TASK DESCRIPTION:
In the entries that follow, identify the line containing "Check that every instance of the reebok" and return it together with all later lines, exactly as they appear.

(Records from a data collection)

· · ·

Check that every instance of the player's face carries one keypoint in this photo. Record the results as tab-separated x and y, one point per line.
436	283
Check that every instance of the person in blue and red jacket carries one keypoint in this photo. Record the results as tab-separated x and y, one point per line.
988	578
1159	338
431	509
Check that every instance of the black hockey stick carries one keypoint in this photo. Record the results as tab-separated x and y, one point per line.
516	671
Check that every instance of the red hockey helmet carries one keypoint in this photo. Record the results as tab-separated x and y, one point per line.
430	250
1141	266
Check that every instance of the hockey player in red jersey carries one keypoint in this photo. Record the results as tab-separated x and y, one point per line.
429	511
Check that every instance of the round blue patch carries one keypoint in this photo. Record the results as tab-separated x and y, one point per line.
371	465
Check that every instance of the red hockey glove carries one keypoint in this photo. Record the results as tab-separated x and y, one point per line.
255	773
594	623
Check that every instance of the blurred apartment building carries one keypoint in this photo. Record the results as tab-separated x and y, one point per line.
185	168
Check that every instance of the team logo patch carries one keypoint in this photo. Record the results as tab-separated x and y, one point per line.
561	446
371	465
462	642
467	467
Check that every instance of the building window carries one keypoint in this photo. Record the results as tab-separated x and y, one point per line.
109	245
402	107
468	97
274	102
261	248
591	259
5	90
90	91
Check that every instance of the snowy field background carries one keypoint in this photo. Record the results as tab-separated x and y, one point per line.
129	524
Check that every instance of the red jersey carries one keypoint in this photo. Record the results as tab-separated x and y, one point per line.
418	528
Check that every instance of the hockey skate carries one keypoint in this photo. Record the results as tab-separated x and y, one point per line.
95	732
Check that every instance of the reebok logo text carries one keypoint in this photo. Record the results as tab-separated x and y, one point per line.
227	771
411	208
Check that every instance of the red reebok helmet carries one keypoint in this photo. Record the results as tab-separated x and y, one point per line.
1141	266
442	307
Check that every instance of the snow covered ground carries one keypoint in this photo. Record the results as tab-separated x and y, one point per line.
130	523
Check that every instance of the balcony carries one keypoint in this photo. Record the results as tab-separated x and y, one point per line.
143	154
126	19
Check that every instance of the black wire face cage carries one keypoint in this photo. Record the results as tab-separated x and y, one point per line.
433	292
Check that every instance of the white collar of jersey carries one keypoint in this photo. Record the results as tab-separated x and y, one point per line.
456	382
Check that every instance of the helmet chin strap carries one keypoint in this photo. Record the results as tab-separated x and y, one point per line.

· · ·

WORKED ANSWER:
Check that every instance of the reebok logo text carries one keypoint in this photo. Record the results as tab-separated x and y, one point per line.
227	771
411	208
Check that every instance of the red reebok helmet carries one keypoint in this photo. Record the results as tab-separated x and y, one point per line.
1141	266
442	307
Check that every instance of the snow covered ground carries one keypoint in this photo. Record the results as tab-separated x and y, one point per line.
130	523
Check that every instance of the balcony carries one keypoint in this photo. Record the results as tab-separated x and y, one point per line.
143	154
126	19
Check that every instance of the black wire face cage carries one keypoint in this photo. Record the results as tab-separated x and y, one point per line.
433	292
Check that every instance of the white collar of jersey carries one keypoint in this photo. Record the results as tab-separated x and y, one point per line.
456	382
Check that every instance of the helmet chin strap carries one keypoint in this photo. Record the results as tab-separated x and y, one point per line.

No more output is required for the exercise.